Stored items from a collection
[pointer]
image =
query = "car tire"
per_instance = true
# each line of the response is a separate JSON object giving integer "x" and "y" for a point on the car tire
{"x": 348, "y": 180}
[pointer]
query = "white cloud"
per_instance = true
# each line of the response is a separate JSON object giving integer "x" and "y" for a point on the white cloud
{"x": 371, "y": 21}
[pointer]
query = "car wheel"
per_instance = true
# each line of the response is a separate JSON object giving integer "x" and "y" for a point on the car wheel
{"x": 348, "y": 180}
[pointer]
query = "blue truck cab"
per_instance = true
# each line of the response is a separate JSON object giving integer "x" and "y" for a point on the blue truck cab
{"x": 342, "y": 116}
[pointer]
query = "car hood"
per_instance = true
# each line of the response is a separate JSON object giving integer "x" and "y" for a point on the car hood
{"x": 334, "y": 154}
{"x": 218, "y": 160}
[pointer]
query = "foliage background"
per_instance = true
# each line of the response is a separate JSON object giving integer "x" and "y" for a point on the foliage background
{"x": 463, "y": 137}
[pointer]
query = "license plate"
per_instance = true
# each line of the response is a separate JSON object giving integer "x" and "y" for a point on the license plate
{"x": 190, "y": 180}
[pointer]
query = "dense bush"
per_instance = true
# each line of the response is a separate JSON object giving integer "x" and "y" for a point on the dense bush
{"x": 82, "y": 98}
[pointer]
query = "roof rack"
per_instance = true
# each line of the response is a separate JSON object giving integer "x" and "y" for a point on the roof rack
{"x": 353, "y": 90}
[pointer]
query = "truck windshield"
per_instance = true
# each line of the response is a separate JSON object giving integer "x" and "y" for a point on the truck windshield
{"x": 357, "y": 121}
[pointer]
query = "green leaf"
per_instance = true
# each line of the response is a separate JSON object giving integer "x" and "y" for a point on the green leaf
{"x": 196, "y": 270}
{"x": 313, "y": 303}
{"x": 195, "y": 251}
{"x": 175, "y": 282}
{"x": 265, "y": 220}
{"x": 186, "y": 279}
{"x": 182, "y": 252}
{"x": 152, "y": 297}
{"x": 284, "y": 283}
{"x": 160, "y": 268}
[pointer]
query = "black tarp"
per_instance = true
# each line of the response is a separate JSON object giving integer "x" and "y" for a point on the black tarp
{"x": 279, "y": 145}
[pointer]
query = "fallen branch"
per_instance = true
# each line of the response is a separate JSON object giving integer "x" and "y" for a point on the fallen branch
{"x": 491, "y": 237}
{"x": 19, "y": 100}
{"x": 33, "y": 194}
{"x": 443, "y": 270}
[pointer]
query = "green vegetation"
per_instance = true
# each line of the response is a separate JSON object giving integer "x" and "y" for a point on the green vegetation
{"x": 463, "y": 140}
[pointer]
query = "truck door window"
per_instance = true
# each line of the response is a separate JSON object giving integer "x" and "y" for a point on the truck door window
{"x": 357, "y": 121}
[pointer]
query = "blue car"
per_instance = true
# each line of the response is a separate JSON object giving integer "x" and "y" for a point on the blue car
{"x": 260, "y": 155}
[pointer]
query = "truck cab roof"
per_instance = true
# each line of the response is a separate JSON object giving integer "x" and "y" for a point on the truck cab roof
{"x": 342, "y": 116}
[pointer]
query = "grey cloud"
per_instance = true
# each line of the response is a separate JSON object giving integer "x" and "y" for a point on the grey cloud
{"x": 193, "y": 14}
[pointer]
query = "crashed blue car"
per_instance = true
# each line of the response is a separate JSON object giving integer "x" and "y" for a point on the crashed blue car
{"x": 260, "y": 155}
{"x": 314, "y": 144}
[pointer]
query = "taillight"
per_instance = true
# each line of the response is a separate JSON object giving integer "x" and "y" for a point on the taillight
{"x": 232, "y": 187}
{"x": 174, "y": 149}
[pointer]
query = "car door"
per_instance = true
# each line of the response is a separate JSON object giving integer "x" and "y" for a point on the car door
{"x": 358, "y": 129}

- [Try it] Each record should come back exactly as written.

- [Solution to the problem]
[pointer]
image =
query = "car tire"
per_instance = true
# each line of the response is a separate JSON object giving integer "x" and "y" for a point on the car tire
{"x": 348, "y": 180}
[pointer]
query = "white cloud"
per_instance = true
# each line of the response is a separate JSON object giving integer "x" and "y" for a point on the white cloud
{"x": 371, "y": 21}
[pointer]
query = "car wheel"
per_instance = true
# each line of the response is a separate JSON object giving integer "x" and "y" for a point on the car wheel
{"x": 348, "y": 180}
[pointer]
query = "blue truck cab"
per_instance = true
# each line of the response is a separate JSON object giving integer "x" and "y" for a point on the blue truck cab
{"x": 342, "y": 116}
[pointer]
query = "car hood"
per_instance = true
# each line of the response is a separate JSON object giving integer "x" and "y" for a point on the car hood
{"x": 334, "y": 154}
{"x": 218, "y": 160}
[pointer]
query = "foliage background"
per_instance = true
# each line of the response is a separate JSON object giving integer "x" and "y" for a point on the foliage background
{"x": 463, "y": 137}
[pointer]
query = "license plate"
per_instance = true
# each line of the response is a separate JSON object giving integer "x" and "y" for a point on the license plate
{"x": 190, "y": 180}
[pointer]
query = "dense bush"
per_instance = true
# each line of the response is a separate JSON object giving integer "x" and "y" for a point on the dense bush
{"x": 82, "y": 98}
[pointer]
query = "roof rack"
per_instance = true
# each line of the response is a separate JSON object giving integer "x" and "y" for a point on the roof rack
{"x": 353, "y": 90}
[pointer]
query = "truck windshield"
per_instance = true
# each line of the response is a separate JSON object giving integer "x" and "y" for a point on the truck windshield
{"x": 357, "y": 121}
[pointer]
query = "green leaf"
per_instance = true
# each line of the response is a separate JSON object giving integer "x" and "y" for a point on the green leaf
{"x": 196, "y": 270}
{"x": 313, "y": 303}
{"x": 195, "y": 251}
{"x": 175, "y": 282}
{"x": 265, "y": 220}
{"x": 186, "y": 279}
{"x": 182, "y": 252}
{"x": 152, "y": 297}
{"x": 284, "y": 283}
{"x": 160, "y": 268}
[pointer]
query = "black tarp"
per_instance = true
# each line of the response is a separate JSON object giving integer "x" and "y" for a point on the black tarp
{"x": 279, "y": 145}
[pointer]
query = "fallen branch"
per_instance = true
# each line of the response is a separate JSON object giving integer "x" and "y" for a point on the fallen branch
{"x": 491, "y": 237}
{"x": 19, "y": 100}
{"x": 33, "y": 194}
{"x": 443, "y": 270}
[pointer]
query = "green vegetation"
per_instance = true
# each line of the response is a separate JSON object giving integer "x" and "y" for a point on the green vegetation
{"x": 463, "y": 140}
[pointer]
query = "truck door window"
per_instance = true
# each line of the response is a separate JSON object giving integer "x" and "y" for a point on the truck door window
{"x": 357, "y": 121}
[pointer]
query = "blue car"
per_instance = true
# each line of the response is a separate JSON object giving integer "x" and "y" for a point on the blue car
{"x": 260, "y": 155}
[pointer]
query = "truck cab roof"
per_instance = true
# each line of the response is a separate JSON object giving integer "x" and "y" for a point on the truck cab roof
{"x": 342, "y": 116}
[pointer]
query = "grey cloud"
per_instance = true
# each line of the response is a separate JSON object giving integer "x" and "y" for a point on the grey cloud
{"x": 193, "y": 14}
[pointer]
query = "crashed blue car"
per_instance = true
# each line of the response is a separate JSON object giving integer "x" and "y" for a point on the crashed blue car
{"x": 260, "y": 155}
{"x": 314, "y": 144}
[pointer]
query = "taillight"
per_instance = true
# each line of the response is a separate JSON object giving integer "x" and "y" for a point on the taillight
{"x": 232, "y": 187}
{"x": 174, "y": 149}
[pointer]
query = "car door"
per_instance = true
# each line of the response is a separate JSON object giving integer "x" and "y" for a point on the car door
{"x": 358, "y": 129}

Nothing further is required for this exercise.